Object location annotation data
--------------------------------

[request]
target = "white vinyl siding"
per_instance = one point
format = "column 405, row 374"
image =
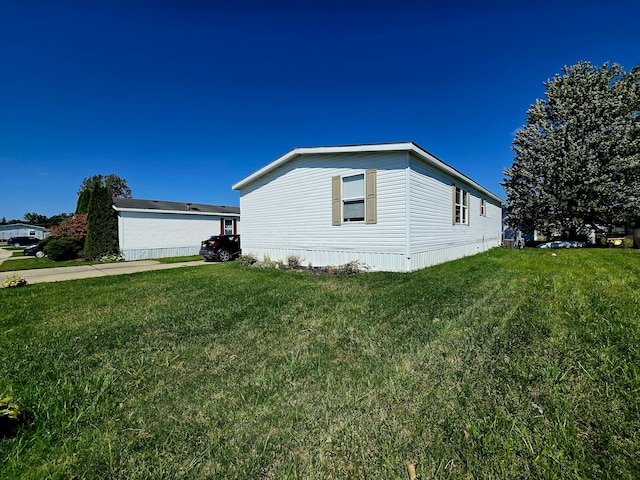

--------------------------------

> Brief: Please write out every line of the entries above word for word, leaving out the pictures.

> Expected output:
[request]
target = "white vinyl siding"
per_instance = one point
format = "column 405, row 374"
image =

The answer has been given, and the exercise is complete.